Фрагмент текста:

###

Заявляя это мероприятие, ты также высказываешь мысль, что как минимум часть этой музыки могла бы звучать и в будущем или она могла бы быть музыкой, которую будут слушать поколения после нас. Как ты думаешь, какой должна быть в наше время музыка, чтобы суметь оказаться «долгоиграющей»?

Мне кажется, что это своего рода правдивость, истинность, которую художник хочет выразить в какой-то конкретный момент. Поддаваясь или не поддаваясь чьему-то влиянию, он просто знает, что в этой музыке – он сам. В музыке должна быть какая-то направляющая сила, там должна быть правильная совокупность ощущений, вкуса, нюансов, которую одним словом можно назвать кодом, побуждающим нас включиться и понять то, что мы слушаем. Для большой части общества такая музыка и заключённые в ней коды неприемлемы и непонятны. Не потому, что людям не хочется понимать, а потому, что им ритм жизни не позволяет это. Постижение – это довольно сложный процесс, для этого нужны углубление и время. У меня с прослушиванием дело обстоит так – если я что-то не понимаю, это порождает какой-то вызов, интригу, у меня сразу возникает интерес к этому. Как только я понимаю что-то с первого звука, в первые 20 секунд трека, это уже больше не моё, и всё.

Можно ли трактовать правдивость как честность художника по отношению к самому себе?

Ну да, это – истинность. Есть много музыкантов, за которыми я слежу, и иногда вижу, как вдруг в творчестве какого-то музыканта появляются какие-то влияния, которые он бессознательно перенимает, и в этот момент он, сам этого не замечая, теряет себя, свою истинность. Именно этого я боюсь в своих работах – для меня важно осознанно или неосознанно не потерять себя, свои мысли и интуитивную направленность. Я стараюсь быть правдивым, всматриваться в среду, в которой нахожусь, стараюсь думать глобально.

Возвращаясь к вопросу о музыке, способной оставаться с нами надолго, хочу подчеркнуть значение интуиции. Интуицией в музыке может быть и момент, когда музыкант внезапно ощущает, когда конкретный аккорд или комбинация звуков может открыть ему путь к чему-то новому. Музыка, способная на долгую жизнь, истинна, в ней чувствуется желание создать что-то небывалое, сказать что-то новое.

###

Записи с разметкой положения:
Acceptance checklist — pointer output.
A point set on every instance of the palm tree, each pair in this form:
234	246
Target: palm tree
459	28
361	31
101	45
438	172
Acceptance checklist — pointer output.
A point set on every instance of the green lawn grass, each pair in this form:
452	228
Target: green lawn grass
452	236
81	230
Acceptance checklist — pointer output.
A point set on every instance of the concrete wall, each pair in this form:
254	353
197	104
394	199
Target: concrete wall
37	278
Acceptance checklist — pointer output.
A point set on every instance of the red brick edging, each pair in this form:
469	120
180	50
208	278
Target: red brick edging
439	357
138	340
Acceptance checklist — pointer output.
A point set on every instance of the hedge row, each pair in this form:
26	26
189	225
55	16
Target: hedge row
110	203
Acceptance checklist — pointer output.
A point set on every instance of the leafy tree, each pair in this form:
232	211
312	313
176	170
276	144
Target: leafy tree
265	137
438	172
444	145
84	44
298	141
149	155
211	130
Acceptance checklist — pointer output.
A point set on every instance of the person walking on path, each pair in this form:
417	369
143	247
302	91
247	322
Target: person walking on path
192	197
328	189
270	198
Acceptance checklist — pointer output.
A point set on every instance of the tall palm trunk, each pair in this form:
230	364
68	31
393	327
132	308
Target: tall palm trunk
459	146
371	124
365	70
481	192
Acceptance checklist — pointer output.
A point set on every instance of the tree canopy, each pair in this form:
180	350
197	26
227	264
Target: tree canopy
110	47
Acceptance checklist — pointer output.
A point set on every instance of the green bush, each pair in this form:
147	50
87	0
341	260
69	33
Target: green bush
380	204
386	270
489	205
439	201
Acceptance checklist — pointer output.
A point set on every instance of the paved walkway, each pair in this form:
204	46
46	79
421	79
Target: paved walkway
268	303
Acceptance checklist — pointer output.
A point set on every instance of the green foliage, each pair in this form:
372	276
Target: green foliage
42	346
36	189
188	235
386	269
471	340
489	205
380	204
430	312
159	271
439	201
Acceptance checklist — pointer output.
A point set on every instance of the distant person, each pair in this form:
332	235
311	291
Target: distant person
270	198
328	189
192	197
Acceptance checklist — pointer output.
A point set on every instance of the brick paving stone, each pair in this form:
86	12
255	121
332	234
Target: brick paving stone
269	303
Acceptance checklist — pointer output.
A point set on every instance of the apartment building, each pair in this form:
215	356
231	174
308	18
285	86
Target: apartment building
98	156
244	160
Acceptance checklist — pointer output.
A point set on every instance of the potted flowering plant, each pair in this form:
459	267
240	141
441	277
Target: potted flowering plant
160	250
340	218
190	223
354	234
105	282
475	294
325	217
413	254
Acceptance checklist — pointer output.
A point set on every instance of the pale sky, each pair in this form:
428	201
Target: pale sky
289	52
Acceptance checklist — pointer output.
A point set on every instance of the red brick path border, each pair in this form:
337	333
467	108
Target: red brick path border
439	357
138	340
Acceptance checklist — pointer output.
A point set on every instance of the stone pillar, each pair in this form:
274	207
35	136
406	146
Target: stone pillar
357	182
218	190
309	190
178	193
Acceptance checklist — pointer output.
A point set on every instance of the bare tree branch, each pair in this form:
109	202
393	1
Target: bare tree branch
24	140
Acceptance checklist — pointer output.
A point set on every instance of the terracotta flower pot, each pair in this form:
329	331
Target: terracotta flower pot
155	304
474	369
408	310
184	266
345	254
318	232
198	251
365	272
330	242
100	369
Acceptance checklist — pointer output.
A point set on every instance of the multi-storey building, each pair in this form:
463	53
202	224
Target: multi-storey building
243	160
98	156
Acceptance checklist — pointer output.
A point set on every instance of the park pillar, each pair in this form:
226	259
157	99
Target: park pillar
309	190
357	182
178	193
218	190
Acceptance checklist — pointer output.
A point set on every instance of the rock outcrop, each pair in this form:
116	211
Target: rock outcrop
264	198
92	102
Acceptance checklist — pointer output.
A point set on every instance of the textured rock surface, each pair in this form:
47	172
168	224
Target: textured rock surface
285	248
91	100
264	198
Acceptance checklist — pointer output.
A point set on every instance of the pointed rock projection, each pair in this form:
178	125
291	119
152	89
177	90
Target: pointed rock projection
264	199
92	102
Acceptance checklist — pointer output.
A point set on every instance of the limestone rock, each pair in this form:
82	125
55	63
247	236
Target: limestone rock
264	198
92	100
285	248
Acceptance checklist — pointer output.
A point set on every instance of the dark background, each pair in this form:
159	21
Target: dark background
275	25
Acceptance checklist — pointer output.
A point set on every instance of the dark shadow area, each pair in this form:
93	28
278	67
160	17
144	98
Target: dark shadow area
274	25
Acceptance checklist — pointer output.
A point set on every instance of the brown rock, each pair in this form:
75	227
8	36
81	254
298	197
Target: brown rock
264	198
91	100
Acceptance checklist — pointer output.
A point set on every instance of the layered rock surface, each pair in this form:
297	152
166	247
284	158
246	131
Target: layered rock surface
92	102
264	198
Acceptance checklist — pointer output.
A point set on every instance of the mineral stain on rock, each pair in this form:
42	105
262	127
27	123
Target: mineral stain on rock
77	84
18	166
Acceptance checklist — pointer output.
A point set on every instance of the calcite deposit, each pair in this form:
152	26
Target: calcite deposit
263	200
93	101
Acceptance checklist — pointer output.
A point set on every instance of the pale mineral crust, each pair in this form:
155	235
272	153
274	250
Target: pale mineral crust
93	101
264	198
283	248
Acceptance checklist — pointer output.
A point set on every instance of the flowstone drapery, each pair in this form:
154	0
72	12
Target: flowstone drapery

###

Поставленные задачи:
1. Как в интервью охарактеризован процесс постижения музыки?
2. Процитируйте фрагмент интервью, начиная со слов "Возвращаясь к вопросу" и далее вплоть до слов "сказать что-то новое.".
3. Переведите на английский язык следующее предложение из интервью: «Музыка, способная на долгую жизнь, истинна, в ней чувствуется желание создать что-то небывалое, сказать что-то новое».

Результаты по задачам:
1. Как довольно сложный процесс, для которого нужны углубление и время.

2.
Возвращаясь к вопросу о музыке, способной оставаться с нами надолго, хочу подчеркнуть значение интуиции. Интуицией в музыке может быть и момент, когда музыкант внезапно ощущает, когда конкретный аккорд или комбинация звуков может открыть ему путь к чему-то новому. Музыка, способная на долгую жизнь, истинна, в ней чувствуется желание создать что-то небывалое, сказать что-то новое.

3. Music capable of a long life is true; one can sense in it a desire to create something unprecedented, to say something new.